═════ Supplied information

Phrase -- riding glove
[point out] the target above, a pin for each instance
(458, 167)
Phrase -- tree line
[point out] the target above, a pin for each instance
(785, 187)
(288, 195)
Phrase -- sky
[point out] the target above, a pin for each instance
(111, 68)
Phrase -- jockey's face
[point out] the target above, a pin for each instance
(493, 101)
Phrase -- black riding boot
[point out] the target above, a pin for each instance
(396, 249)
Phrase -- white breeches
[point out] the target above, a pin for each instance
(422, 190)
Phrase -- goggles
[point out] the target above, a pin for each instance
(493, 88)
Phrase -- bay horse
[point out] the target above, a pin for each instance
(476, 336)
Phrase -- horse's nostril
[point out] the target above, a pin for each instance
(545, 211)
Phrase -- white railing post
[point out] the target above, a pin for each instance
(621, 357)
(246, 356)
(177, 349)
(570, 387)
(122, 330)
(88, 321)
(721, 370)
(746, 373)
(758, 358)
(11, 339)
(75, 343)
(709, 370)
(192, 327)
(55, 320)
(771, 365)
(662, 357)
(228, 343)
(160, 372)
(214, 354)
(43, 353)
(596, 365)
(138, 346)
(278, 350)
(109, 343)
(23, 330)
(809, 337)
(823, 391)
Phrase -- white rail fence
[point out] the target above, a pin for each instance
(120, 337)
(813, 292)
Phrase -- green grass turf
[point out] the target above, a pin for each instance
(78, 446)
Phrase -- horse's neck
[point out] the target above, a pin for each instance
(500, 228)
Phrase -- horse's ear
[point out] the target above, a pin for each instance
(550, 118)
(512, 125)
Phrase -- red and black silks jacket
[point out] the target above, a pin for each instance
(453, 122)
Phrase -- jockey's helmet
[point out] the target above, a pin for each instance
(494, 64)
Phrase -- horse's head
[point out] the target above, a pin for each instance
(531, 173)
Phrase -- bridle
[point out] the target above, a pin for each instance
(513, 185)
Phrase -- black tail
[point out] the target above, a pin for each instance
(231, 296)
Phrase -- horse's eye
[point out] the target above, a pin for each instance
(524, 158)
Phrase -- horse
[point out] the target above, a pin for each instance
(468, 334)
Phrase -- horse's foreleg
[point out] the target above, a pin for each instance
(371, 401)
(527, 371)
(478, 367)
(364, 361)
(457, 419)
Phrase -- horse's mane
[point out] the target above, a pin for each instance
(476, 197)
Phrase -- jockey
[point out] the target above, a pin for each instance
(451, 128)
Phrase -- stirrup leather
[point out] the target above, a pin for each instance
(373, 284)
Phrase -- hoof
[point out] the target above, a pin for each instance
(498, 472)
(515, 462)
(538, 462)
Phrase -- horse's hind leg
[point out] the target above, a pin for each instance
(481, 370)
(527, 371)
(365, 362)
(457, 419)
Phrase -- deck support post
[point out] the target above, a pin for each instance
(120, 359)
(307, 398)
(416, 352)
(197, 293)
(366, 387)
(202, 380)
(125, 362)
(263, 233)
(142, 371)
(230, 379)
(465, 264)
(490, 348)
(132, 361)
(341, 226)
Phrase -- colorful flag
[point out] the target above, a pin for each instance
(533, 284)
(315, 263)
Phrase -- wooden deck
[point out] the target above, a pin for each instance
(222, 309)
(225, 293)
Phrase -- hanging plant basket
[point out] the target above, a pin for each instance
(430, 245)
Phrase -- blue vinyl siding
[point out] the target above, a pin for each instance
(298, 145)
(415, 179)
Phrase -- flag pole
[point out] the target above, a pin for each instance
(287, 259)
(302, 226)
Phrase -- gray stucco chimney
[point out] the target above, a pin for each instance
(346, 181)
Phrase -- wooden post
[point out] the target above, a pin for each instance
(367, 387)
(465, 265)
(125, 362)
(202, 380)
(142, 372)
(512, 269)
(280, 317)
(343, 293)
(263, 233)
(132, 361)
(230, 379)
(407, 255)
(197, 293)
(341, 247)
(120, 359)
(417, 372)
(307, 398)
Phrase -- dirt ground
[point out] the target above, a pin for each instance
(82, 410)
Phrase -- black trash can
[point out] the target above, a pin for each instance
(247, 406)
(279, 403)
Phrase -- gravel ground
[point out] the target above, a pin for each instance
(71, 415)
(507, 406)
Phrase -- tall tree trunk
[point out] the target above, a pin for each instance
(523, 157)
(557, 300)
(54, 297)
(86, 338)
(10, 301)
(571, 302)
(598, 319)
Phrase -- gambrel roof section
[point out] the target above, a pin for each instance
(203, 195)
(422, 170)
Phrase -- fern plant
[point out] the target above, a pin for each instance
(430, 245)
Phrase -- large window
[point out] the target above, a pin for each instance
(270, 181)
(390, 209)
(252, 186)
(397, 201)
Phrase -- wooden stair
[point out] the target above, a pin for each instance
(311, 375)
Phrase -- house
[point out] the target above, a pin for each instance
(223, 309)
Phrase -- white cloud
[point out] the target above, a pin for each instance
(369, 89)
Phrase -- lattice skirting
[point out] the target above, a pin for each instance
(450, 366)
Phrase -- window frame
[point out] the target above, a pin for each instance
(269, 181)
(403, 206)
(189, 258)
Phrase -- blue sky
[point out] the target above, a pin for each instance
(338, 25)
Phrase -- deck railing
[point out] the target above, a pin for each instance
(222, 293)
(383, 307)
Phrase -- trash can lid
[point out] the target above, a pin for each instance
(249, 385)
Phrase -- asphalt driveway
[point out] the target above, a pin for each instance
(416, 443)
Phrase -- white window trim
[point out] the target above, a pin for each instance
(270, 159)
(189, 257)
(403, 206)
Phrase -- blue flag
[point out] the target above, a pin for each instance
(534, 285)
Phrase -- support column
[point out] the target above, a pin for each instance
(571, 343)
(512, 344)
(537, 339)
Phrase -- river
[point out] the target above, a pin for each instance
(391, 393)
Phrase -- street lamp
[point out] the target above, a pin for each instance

══════════

What is being asked:
Copy all lines above containing the string "wooden".

Reply to the exercise:
Phrase -- wooden deck
Phrase -- wooden post
Phrase -- wooden stair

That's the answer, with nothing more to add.